== Extract ==
*** Block opens ***
FADEC

FPGA-based Acceleration of Video Depth Estimation by HW/SW Co-design

Copyright 2022, Nobuho Hashimoto and Shinya Takamaeda-Yamazaki

License

Apache License 2.0

Publication

If you use FADEC in your research, please cite our paper.

@INPROCEEDINGS{9974565,
    author    = {Hashimoto, Nobuho and Takamaeda-Yamazaki, Shinya},
    booktitle = {2022 International Conference on Field-Programmable Technology (ICFPT)},
    title     = {{FADEC: FPGA-based Acceleration of Video Depth Estimation by HW/SW Co-design}},
    year      = {2022},
    volume    = {},
    number    = {},
    pages     = {1-9},
    doi       = {10.1109/ICFPT56656.2022.9974565}
}

For further information on our paper, you can view the following materials.

• Program
• Paper (IEEE Xplore)
• Paper (arXiv)
• Papers With Code
• Slides
• Movie

Summary

This is a novel FPGA-based accelerator for a depth estimation method "DeepVideoMVS", which alternates between traditional image/video processing algorithms and DNNs. We employ HW/SW co-design to appropriately utilize heterogeneous components in modern SoC FPGAs, such as programmable logic (PL) and CPU, according to the inherent characteristics of the method. The hardware and software implementations are executed in parallel on the PL and CPU to hide their execution latencies. This accelerator was developed on a Xilinx ZCU104 board by using NNgen, an open-source high-level synthesis (HLS) tool. Experiments showed that this accelerator operates 60.2 times faster than the software-only implementation on the same FPGA board with minimal accuracy degradation.

Procedure

1. Prepare pre-trained weights and datasets
2. Adjust datasets to our implementation
3. Quantize weights and activation
4. Export network input and output
5. Export HDL using NNgen
6. Generate bitstream using Vivado
7. Execute FADEC on ZCU104
8. Evaluate results

Note: If you just want to execute and evaluate FADEC, move to 7. Execute FADEC on ZCU104.

Settings

1st to 4th

• Python 3.8.12
  • numpy==1.20.3
  • opencv-contrib-python==4.5.4.60
  • path==15.0.0
  • torch==1.5.1+cu101
  • torchvision==0.6.1+cu101

5th

Warning: As we customized NNgen, we don't recommend you install NNgen by pip (Installation guideline is in 5. Export HDL using NNgen.).

• Python 3.8.2
  • nngen==1.3.3
  • numpy==1.22.3
  • onnx==1.11.0
  • pyverilog==1.3.0
  • torch==1.11.0
  • veriloggen==2.1.0

Note: The environment is changed from "1st to 4th" because we used different machines.

6th

• Vivado v2021.2

7th and 8th

• ZCU104 board with Zynq UltraScale+ MPSoC XCZU7EV-2FFVC1156 from Xilinx
  • PYNQ Linux 2.6, based on Ubuntu 18.04 (GNU/Linux 5.4.0-xilinx-v2020.1 aarch64)
  • Python 3.6.5
    • Cython==0.29
    • numpy==1.16.0
    • torch==1.10.2
  • g++ (Ubuntu/Linaro 7.3.0-16ubuntu3) 7.3.0 (for the 8th)
*** Block closes ***
== Data to examine ==
*** Block opens ***
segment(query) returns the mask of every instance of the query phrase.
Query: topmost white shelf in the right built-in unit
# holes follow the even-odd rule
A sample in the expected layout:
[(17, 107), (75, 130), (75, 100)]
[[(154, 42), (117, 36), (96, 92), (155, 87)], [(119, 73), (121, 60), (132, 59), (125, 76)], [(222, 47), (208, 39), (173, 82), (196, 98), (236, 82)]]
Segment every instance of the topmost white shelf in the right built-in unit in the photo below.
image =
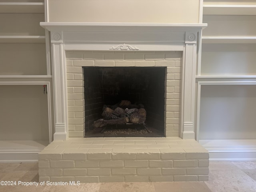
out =
[(204, 4), (204, 15), (256, 15), (256, 5)]

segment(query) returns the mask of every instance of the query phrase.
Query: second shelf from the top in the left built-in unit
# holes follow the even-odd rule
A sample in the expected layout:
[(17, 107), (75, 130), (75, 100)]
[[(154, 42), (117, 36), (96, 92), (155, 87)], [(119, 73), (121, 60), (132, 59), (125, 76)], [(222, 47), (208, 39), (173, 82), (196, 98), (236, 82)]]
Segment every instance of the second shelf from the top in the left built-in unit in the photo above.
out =
[(37, 35), (3, 35), (0, 43), (45, 43), (45, 36)]

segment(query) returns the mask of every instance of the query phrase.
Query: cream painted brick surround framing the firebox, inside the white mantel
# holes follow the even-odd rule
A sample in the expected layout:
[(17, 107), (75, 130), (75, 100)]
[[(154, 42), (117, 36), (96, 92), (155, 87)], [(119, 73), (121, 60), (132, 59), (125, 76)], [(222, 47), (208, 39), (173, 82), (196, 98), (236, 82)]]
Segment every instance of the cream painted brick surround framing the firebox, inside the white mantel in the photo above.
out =
[(165, 136), (179, 136), (182, 52), (68, 51), (66, 52), (69, 137), (84, 137), (85, 100), (82, 66), (166, 67)]

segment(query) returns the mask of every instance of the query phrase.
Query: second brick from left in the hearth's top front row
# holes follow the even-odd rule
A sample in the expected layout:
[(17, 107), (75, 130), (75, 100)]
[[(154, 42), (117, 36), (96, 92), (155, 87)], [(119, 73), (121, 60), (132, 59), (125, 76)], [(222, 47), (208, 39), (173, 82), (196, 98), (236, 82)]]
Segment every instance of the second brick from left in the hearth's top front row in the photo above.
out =
[(85, 149), (66, 149), (62, 154), (63, 160), (86, 160), (86, 152), (88, 150)]

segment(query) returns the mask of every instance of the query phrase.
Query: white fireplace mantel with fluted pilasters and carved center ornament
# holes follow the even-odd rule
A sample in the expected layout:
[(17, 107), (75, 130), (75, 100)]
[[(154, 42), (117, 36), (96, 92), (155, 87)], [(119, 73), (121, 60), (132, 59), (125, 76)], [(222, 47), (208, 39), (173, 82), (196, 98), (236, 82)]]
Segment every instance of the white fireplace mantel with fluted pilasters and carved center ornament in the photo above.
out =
*** Block closes ***
== Exercise requirements ==
1. List the Python packages, with their pinned versions, that the FADEC page gives for the 5th step.
2. Write the next part of the FADEC page, picking up right after its final line.

== Responses per task ==
1. nngen==1.3.3, numpy==1.22.3, onnx==1.11.0, pyverilog==1.3.0, torch==1.11.0, veriloggen==2.1.0

2.
    • OpenCV v3.4.3
    • Eigen v3.3.4

Files in ./dev/params

• params_cpp.zip: Params used for cpp evaluation.
• params_cpp_with_ptq.zip: Quantized params used for cpp_with_ptq evaluation.
• quantized_params.zip: Quantized params, input data, and output data for HDL export.
• flattened_params.zip: Flattened params for FADEC evaluation.

Note: You can generate these parameters by yourself by following the instructions.

1. Prepare pre-trained weights and datasets

• Download the pre-trained weights from ardaduz/deep-video-mvs/dvmvs/fusionnet/weights.

• Place it under ./dev/params.

  • The directory name should be changed from weights to org_weights.
  • The path should be ./dev/params/org_weights.

• Download the hololens dataset from ardaduz/deep-video-mvs/sample-data/hololens-dataset.

• Place it under ./dev/dataset.

  • The path should be ./dev/dataset/hololens-dataset.

• Download the 7scenes dataset from RGB-D Dataset 7-Scenes.

• Unzip the files.

  • Note: We just use the following eight scenes: redkitchen/seq-01, redkitchen/seq-07, chess/seq-01, chess/seq-02, fire/seq-01, fire/seq-02, office/seq-01, office/seq-03.

• Set the downloaded 7scenes path to the input_folder variable in ./dev/dataset/7scenes_export.py.

• Execute the script by the following command.

  $ cd dev/dataset
  $ python3 7scenes_export.py

  • Outputs will be stored in ./dev/dataset/7scenes.

2. Adjust datasets to our implementation

• Input data are ./dev/dataset/hololens-dataset and ./dev/dataset/7scenes.

• Execute ./dev/dataset_converter/hololens/convert_hololens.py and ./dev/dataset_converter/7scenes/convert_7scenes.py by the following commands.

  $ cd dev/dataset_converter/hololens
  $ python3 convert_hololens.py
  $ cd ../7scenes
  $ python3 convert_7scenes.py

  • Outputs will be stored in hololens/images_hololens, 7scenes/images_7scenes, and 7scenes/data_7scenes.

3. Quantize weights and activation

• Execute ./dev/quantizer/convert_models.py by the following commands.

  $ cd dev/quantizer
  $ python3 convert_models.py

  • Outputs will be stored in ./dev/params/params_cpp.
  • Data stored in ./dev/params/org_weights_bin is temporary output, so never used again.

• Execute ./dev/quantizer/weight_quantization.py by the following commands.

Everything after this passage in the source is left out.